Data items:
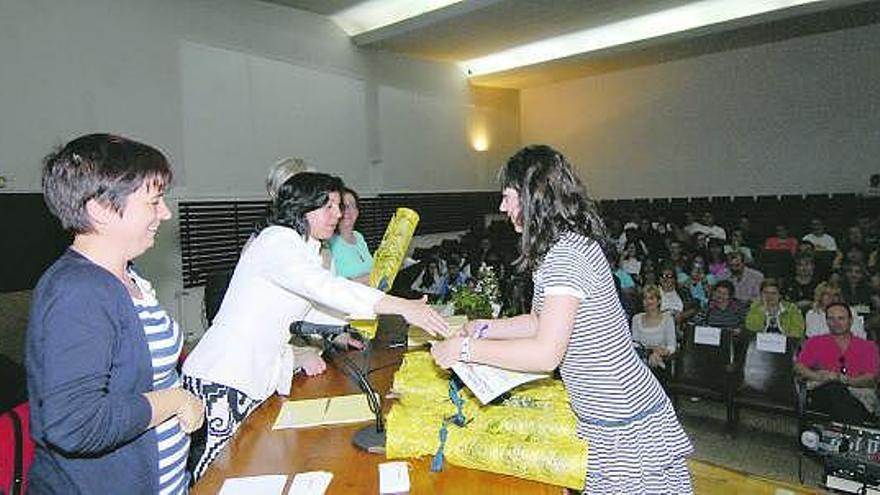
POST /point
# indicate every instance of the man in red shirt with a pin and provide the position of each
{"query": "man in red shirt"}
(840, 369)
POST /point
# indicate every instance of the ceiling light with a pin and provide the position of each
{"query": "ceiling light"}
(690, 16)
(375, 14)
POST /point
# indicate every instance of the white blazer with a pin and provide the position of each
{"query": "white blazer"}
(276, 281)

* * *

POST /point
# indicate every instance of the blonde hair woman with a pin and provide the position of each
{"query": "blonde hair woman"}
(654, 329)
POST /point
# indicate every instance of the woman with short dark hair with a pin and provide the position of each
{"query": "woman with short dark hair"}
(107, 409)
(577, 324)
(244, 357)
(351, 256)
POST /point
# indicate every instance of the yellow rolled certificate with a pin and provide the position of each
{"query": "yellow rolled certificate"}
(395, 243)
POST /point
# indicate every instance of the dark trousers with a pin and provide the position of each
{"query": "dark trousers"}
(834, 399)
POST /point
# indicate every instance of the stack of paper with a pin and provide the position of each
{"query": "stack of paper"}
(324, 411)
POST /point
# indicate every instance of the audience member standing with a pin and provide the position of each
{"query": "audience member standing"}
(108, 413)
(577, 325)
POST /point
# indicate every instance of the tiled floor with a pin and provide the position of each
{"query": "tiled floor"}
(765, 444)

_THE TASK_
Find each line in the records above that contains the string "member", and copy those lines out.

_TASK ANSWER_
# indicate every instance of the audience member standing with a pin and provide the position of each
{"query": "audience member standing"}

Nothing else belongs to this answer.